• **Challenge**: Copy the stretch of the Barista Express thread from "# Sage Barista" through "the best idea.", renaming every "hand grinder" to "manual grinder".

[start Source passage]

# Sage Barista Express grinder use.



## RobbieL (May 13, 2020)

I have had a Barista Express for a few years now which I must admit Isn't used daily. Occasionally for a quick coffee I use an Aeropress and have a small hand grinder for that purpose. However due to shoulder injury using the hand grinder can be quite painful. Is is safe to use the Sage occasionally as a grinder on its own. I don't leave the water tank filled when not in use, but I don't know if there is a safe setting that will let me put a hand full of beans in the hopper to grind. Or is buying a separate grinder the best idea.


----------



## Adam.f (Apr 9, 2020)

I have the pro and use it with just the beans I need For each shot I weight out 19g and grind. I have not had any problemsI don't clean it out as I use it daily (I do however clean it out on my cleaning routine, once a week or when I change to different beans) so no stale coffee grind will be left but if you don't use it daily It would need more frequent clean out. I don't see it being a problem to find the right setting with some trail and error.


----------



## RobbieL (May 13, 2020)

I think the main worry is turning it on without water so that I can use it as a grinder for the Aeropress. Not sure if the electronics sense the lack of water and therefore dont turn the boiler on. I dont want to find out the hard way.


----------



## Dalerst (Jan 22, 2020)

RobbieL said:


> I think the main worry is turning it on without water so that I can use it as a grinder for the Aeropress. Not sure if the electronics sense the lack of water and therefore dont turn the boiler on. I dont want to find out the hard way.


 I Think you will struggle to get the grind out of your sage machine to suit the Aeropress , it designed as an espresso grinder with very fine grind, Aeropress needs a more medium grind.


----------



## RobbieL (May 13, 2020)

I will probably opt for a separate grinder, something small that can be tucked away.


----------

[end Source passage]
[start Raw data]

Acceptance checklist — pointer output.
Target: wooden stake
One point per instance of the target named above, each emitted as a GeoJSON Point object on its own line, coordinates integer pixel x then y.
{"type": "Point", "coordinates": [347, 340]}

[end Raw data]

• **Expected answer**:
# Sage Barista Express grinder use.



## RobbieL (May 13, 2020)

I have had a Barista Express for a few years now which I must admit Isn't used daily. Occasionally for a quick coffee I use an Aeropress and have a small manual grinder for that purpose. However due to shoulder injury using the manual grinder can be quite painful. Is is safe to use the Sage occasionally as a grinder on its own. I don't leave the water tank filled when not in use, but I don't know if there is a safe setting that will let me put a hand full of beans in the hopper to grind. Or is buying a separate grinder the best idea.